### Exercise prompt
Duplicate the material from its first line up to and including the line containing "[129,241,147,280]". Leave the pictures out.

[Entries for labeling with bounding boxes]
━━━━━━━━

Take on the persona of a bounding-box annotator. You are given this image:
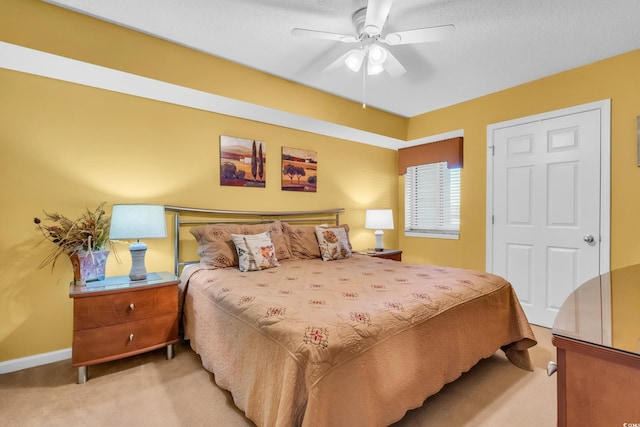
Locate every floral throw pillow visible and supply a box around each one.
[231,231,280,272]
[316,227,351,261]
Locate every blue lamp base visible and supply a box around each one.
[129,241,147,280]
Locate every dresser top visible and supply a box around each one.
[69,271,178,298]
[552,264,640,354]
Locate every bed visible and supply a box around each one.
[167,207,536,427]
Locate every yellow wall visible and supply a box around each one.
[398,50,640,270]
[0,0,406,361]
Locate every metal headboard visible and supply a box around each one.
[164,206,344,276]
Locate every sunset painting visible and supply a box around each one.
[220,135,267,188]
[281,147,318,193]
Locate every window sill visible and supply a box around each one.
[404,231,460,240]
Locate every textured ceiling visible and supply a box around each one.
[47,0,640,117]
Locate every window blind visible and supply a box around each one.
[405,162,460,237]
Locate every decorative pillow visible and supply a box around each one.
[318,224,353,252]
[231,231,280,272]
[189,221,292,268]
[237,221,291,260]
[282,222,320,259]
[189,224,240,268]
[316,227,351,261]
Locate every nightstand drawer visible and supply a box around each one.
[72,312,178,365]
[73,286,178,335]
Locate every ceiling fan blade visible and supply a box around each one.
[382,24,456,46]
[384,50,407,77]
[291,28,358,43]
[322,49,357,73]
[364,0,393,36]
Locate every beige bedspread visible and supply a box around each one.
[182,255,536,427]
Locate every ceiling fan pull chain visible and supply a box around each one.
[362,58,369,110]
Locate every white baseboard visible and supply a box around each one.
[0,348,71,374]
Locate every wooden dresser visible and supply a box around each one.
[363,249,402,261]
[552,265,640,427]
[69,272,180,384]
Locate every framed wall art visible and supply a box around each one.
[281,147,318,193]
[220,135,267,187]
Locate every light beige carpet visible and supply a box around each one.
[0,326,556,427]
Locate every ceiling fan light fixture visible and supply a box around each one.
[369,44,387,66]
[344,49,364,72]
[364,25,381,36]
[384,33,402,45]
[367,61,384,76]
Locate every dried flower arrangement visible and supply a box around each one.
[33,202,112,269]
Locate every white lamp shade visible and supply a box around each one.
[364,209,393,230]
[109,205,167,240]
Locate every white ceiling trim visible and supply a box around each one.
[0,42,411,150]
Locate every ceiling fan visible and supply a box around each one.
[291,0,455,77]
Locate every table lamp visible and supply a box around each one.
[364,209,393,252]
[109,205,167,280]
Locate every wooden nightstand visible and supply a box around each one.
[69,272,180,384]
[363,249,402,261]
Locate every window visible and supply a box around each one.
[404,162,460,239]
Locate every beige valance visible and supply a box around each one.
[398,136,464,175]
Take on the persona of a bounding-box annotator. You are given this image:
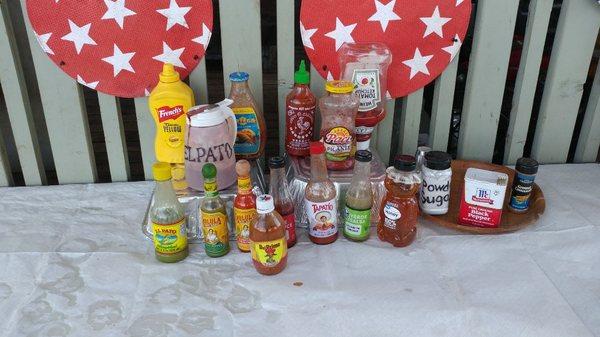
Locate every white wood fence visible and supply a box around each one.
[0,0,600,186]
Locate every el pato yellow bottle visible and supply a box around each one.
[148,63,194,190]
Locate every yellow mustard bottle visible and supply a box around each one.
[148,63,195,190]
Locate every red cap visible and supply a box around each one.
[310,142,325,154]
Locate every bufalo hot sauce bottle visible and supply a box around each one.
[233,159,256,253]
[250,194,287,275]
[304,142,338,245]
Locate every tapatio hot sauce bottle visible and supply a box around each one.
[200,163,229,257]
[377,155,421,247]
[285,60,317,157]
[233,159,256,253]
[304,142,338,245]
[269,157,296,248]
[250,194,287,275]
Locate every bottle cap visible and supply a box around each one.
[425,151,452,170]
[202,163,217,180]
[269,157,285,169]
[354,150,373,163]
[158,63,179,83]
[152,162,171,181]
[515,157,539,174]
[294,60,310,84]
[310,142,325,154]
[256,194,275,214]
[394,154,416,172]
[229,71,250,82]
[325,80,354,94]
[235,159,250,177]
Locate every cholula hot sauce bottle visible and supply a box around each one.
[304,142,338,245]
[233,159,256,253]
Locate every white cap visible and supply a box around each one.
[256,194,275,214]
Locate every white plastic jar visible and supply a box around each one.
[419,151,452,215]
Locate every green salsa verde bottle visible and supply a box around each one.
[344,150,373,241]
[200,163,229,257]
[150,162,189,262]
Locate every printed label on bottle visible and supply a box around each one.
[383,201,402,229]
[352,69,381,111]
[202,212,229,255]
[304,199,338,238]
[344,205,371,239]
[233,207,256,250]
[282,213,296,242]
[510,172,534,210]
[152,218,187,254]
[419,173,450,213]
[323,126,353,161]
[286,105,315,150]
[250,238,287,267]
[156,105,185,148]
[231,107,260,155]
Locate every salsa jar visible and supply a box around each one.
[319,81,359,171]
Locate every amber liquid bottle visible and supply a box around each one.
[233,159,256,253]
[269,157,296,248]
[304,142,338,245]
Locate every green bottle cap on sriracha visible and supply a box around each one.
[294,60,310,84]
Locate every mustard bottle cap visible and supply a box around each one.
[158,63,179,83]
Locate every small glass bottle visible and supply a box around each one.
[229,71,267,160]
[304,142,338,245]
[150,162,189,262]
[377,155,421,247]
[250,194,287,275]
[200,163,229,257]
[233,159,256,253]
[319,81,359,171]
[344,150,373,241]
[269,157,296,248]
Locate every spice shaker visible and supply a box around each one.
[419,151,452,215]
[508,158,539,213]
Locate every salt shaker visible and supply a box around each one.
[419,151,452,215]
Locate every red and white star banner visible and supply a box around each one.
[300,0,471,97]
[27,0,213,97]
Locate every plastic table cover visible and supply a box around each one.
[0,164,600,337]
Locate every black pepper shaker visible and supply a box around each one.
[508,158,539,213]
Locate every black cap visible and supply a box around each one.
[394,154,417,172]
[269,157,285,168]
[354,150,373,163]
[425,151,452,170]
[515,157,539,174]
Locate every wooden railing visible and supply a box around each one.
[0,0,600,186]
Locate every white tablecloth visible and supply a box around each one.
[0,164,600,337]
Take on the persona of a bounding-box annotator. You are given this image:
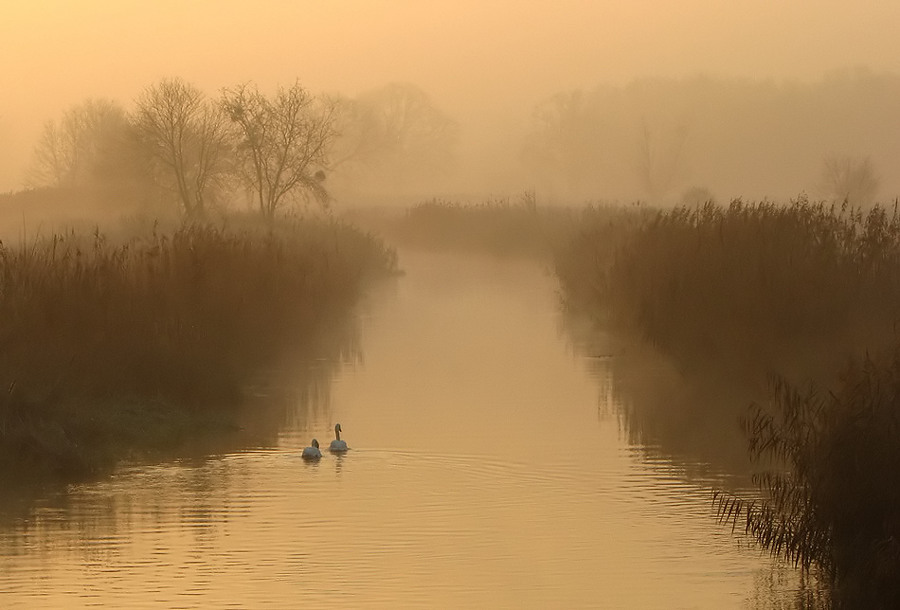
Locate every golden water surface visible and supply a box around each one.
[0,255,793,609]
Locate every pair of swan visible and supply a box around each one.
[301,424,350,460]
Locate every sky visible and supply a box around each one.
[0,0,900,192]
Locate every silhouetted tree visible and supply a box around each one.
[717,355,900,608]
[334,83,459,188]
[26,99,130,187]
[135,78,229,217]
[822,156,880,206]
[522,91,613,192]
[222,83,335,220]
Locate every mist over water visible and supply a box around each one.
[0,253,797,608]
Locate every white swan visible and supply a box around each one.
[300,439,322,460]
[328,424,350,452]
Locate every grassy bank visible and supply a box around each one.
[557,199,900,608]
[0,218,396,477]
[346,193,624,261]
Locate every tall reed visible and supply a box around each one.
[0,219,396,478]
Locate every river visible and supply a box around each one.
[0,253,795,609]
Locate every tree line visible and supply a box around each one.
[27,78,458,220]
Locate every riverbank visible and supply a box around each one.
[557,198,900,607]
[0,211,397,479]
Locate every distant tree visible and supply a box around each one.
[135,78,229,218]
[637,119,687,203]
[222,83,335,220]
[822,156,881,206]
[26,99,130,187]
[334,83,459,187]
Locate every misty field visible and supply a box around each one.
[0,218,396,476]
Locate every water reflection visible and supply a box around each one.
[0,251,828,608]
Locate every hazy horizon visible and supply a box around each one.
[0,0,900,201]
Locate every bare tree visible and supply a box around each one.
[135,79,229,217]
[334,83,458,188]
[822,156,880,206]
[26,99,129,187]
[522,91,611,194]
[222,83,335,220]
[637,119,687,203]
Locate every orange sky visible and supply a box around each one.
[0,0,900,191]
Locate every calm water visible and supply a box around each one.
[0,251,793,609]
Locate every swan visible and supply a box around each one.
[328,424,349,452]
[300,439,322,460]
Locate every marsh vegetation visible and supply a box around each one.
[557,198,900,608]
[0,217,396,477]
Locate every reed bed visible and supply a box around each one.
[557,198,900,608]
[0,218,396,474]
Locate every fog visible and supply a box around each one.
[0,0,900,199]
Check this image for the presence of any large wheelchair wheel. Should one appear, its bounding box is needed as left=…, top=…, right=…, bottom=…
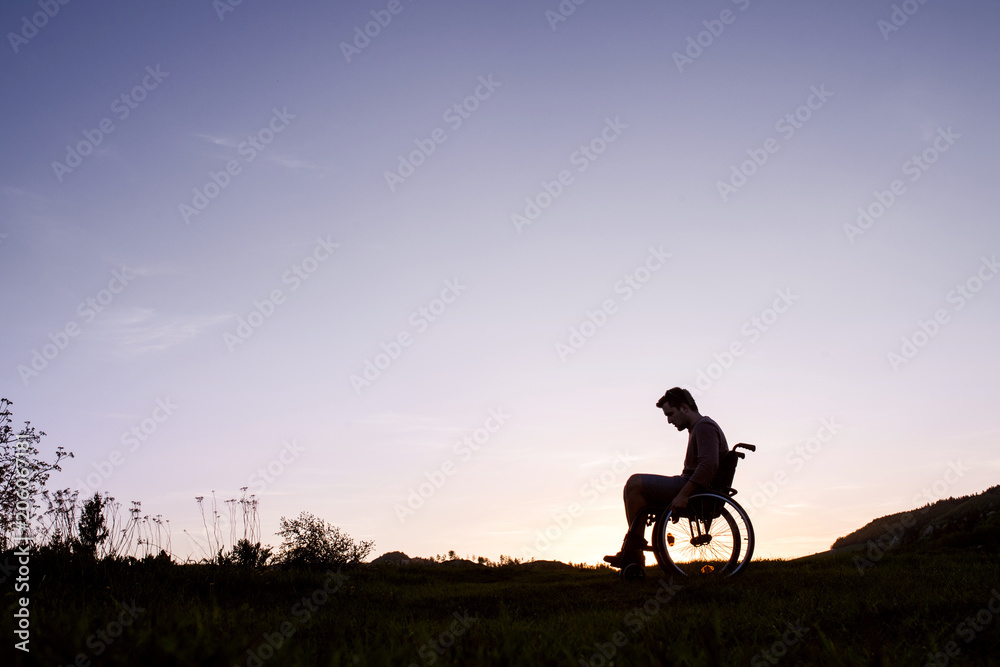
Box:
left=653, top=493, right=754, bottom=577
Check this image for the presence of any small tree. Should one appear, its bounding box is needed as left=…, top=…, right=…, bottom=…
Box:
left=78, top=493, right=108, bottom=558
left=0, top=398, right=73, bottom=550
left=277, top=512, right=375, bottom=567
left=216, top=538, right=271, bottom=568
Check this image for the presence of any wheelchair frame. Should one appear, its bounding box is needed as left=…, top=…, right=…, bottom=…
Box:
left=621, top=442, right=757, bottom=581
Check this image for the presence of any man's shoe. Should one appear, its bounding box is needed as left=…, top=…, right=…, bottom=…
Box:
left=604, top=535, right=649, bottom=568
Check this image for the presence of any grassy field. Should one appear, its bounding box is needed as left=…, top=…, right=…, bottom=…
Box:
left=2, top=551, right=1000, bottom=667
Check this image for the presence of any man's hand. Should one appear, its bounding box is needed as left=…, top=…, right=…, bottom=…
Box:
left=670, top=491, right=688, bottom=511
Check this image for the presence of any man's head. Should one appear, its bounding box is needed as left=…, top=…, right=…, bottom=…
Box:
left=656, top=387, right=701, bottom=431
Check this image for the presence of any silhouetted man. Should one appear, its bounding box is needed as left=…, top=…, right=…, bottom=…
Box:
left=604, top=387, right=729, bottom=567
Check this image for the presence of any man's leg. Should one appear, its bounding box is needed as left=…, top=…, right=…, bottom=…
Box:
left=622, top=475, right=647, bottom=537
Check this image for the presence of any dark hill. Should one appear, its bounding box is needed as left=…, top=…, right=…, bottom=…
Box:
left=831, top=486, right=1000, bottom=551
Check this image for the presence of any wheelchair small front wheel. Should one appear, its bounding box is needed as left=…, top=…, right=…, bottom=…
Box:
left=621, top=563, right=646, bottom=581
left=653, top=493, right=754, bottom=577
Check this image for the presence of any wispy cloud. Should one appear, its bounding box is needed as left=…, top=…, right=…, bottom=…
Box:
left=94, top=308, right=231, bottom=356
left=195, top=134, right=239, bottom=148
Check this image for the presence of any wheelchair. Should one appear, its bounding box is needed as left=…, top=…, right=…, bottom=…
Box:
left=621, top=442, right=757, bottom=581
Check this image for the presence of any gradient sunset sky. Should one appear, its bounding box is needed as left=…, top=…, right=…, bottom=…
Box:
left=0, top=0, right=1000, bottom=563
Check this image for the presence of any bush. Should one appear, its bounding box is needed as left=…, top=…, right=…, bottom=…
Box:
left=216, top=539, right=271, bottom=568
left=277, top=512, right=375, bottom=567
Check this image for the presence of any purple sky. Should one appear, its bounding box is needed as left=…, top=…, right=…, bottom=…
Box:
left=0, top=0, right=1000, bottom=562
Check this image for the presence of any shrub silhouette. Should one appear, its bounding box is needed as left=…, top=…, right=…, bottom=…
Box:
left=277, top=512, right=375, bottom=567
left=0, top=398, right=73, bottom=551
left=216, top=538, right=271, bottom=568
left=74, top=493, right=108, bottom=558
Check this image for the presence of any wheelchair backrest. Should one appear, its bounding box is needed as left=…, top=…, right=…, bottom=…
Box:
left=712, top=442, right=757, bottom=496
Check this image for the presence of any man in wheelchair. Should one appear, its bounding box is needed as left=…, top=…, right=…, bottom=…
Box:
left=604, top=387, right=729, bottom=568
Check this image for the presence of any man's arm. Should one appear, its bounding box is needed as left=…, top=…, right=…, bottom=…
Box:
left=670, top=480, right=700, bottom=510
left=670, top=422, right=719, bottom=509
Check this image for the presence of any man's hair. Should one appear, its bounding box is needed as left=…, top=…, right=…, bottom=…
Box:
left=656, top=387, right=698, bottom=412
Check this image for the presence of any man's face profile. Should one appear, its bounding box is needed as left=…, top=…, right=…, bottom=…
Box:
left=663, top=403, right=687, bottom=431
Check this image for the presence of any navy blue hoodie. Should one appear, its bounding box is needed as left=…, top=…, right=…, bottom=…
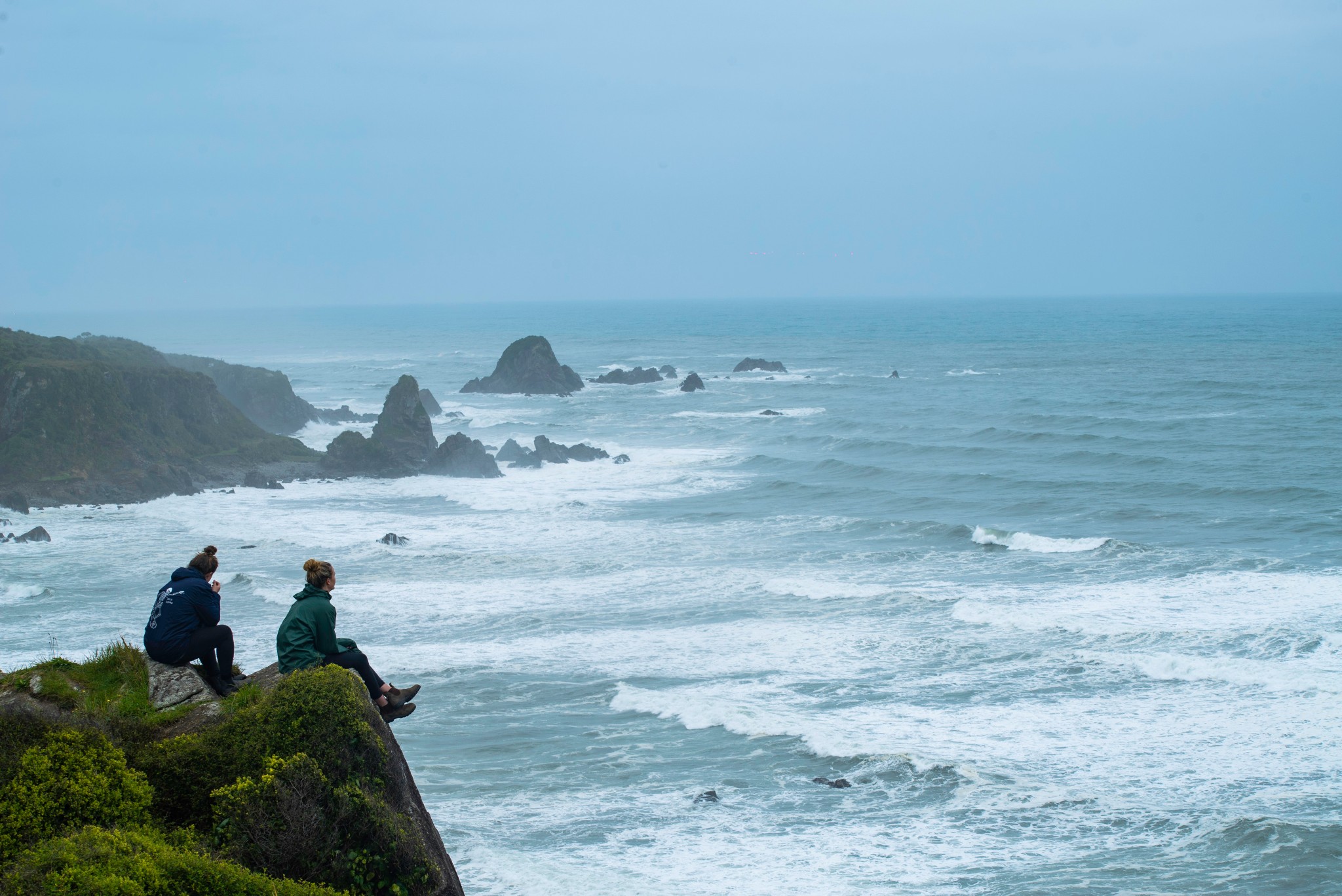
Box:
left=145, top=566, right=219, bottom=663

━━━━━━━━

### Answer to this problem
Take on the persona of a bounding-box annotator. You are given this image:
Locate every floral throw pillow visible and supply a box around each one.
[231,231,280,272]
[316,227,351,261]
Locate every blue lamp base visible and supply a box around each one.
[129,241,147,280]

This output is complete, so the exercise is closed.